→ **WRITTEN REQUEST 1**: Summarize the transcript in exactly two sentences.
→ **WRITTEN REQUEST 2**: In the transcript, what historical event does Tracy Sheen use as a comparison?

→ **PASSAGE GIVEN**:

____

Tracy Sheen [00:07:57]:
Absolutely. And you know, exactly what you said. We’ve lived through this so many times before. You know, when. When the Model T rolled off the production line, everybody who was shoeing horses was like, well, what are we going to do? You know, did. They didn’t see the future of, you know, petrol bowsers or gasoline bowsers and infrastructure for roads and everything else that goes along with it. So you’re absolutely right. I can’t see that, particularly at the moment, AI will not take your job.

Tracy Sheen [00:08:32]:
But if you don’t learn how to leverage, manipulate, and utilize AI, you’re probably, you know, on your way out. So it’s the people that are picking up the AI tools and starting to make their current roles redundant that are going to be the ones that leaders look at and go, hey, Scott, I’m going to keep you. Because you clearly know how to use these tools for good, to make the company more efficient or to increase productivity or whatever. But AI as a. As a tool for leaders, you know, for me, it’s about keeping. You’ve got to keep the humans at the center. AI enhances, as you said, but it doesn’t replace that empathy. It doesn’t replace judgment.

Tracy Sheen [00:09:15]:
It doesn’t replace trust. That’s the human in the loop.

Scott McCarthy [00:09:18]:
Awesome. Love it. Human in the center, human in the loop. We gotta have it now. You were hinting at, like, the positivity side of this. I really want to dive down this. This kind of chain. So what’s your best advice, you know, out of the gate, to start for leaders? Like, you know, where do we start? Start? Because I think that’s probably.

Scott McCarthy [00:09:38]:
Sometimes I find when we have events like this, and I literally was coaching one of my subordinates today about this type of topic. And just bear with me for a second, because as I just reminisce, but I find the most difficult points for people to figure out is one, how do we start? And two, as we say in army speak, what’s our desired end state? Or in simple terms, where do we want to go? I find those two things the most difficult for people to define. So when it comes from an AI perspective, what’s your advice there for leaders to say? Hey, how do we start? And then where the heck do we even want to go with this?

____

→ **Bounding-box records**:

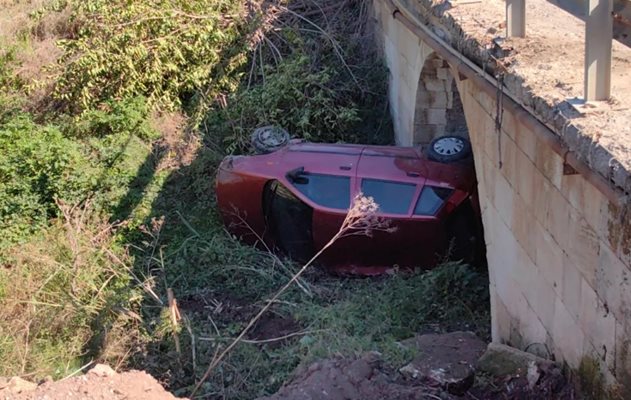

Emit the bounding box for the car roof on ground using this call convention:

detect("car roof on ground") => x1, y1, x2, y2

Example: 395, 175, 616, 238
287, 142, 421, 158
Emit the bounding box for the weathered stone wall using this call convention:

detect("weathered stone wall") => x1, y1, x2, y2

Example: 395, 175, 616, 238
374, 0, 631, 398
413, 54, 468, 145
458, 76, 631, 389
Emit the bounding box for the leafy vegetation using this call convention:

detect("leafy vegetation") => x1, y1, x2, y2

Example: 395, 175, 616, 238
0, 0, 488, 398
54, 0, 246, 112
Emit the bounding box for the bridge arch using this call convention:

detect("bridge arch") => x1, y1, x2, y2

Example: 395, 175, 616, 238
412, 52, 469, 145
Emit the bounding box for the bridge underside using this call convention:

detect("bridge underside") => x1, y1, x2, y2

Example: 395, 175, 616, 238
374, 0, 631, 396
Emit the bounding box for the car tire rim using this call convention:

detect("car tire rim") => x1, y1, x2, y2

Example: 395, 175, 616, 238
433, 137, 464, 156
257, 128, 287, 147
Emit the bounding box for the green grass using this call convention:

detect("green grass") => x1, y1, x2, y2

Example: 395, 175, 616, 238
0, 1, 489, 399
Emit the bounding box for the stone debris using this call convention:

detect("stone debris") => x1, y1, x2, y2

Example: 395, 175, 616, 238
399, 332, 486, 394
478, 343, 554, 381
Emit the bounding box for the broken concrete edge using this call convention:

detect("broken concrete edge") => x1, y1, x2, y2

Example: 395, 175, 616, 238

____

→ **TASK ANSWER 1**: Tracy Sheen compares the arrival of AI to the Model T putting horse-shoers on edge, and says people who don't learn to leverage AI tools are probably on their way out, while those who use them to make the company more efficient are the ones leaders will keep. She adds that leaders must keep humans at the center because AI doesn't replace empathy, judgment, or trust, and Scott McCarthy then asks how leaders should start with AI and where they want to go with it.

→ **TASK ANSWER 2**: The Model T rolling off the production line, when people who were shoeing horses wondered what they were going to do.